━━ Texte cité ━━
Jacques de Larosière est une éminence grise française. Il est notamment un ancien directeur général du FMI mais également un ancien gouverneur de la Banque de France à une époque ou l’euro n’était pas encore là et ou la banque de France avait vraiment du travail.
Il a donc de façon générale une réelle expérience et également une grande discrétion de celle des grands commis de l’État.
Or Monsieur de Larosière est tout sauf fondamentalement optimiste sur notre avenir économique. Ses constats sont les mêmes que ceux que l’on peut dresser de notre côté.
Disons qu’il amène de l’eau à notre moulin dans ce sens, où même des sommités, lorsqu’elles veulent bien dire la vérité, ont une analyse qui aboutit aux mêmes inquiétudes que celles que je soulève à longueur d’article dans les colonnes d’Insolentiae.
Il résume tout cela sous le concept fort intéressant de lames de fond. Des lames de fond qui vont nous déferler dessus, et tout bon marin sait quel danger elles peuvent représenter.
━━━
━━ Données fournies ━━
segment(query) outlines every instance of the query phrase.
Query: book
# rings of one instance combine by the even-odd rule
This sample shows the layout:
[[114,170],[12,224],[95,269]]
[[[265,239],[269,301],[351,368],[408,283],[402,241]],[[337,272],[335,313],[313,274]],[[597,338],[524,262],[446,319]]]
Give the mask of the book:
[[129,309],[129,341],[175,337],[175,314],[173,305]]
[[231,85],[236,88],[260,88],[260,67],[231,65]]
━━━
Objectifs:
[A] Citez le passage du texte cité qui va de « Disons qu’il amène » jusqu'à « elles peuvent représenter. » inclus.
[B] Répondez, s'il vous plaît, à ces questions sur le texte cité :
(i) Quel poste Jacques de Larosière a-t-il occupé au FMI ?
(ii) Sous quel concept résume-t-il ses constats ?
(iii) Dans les colonnes de quelle publication l'auteur soulève-t-il ses inquiétudes ?

Réponses aux exercices:
[A]
Disons qu’il amène de l’eau à notre moulin dans ce sens, où même des sommités, lorsqu’elles veulent bien dire la vérité, ont une analyse qui aboutit aux mêmes inquiétudes que celles que je soulève à longueur d’article dans les colonnes d’Insolentiae.
Il résume tout cela sous le concept fort intéressant de lames de fond. Des lames de fond qui vont nous déferler dessus, et tout bon marin sait quel danger elles peuvent représenter.

[B]
(i) Directeur général.
(ii) Les lames de fond.
(iii) Insolentiae.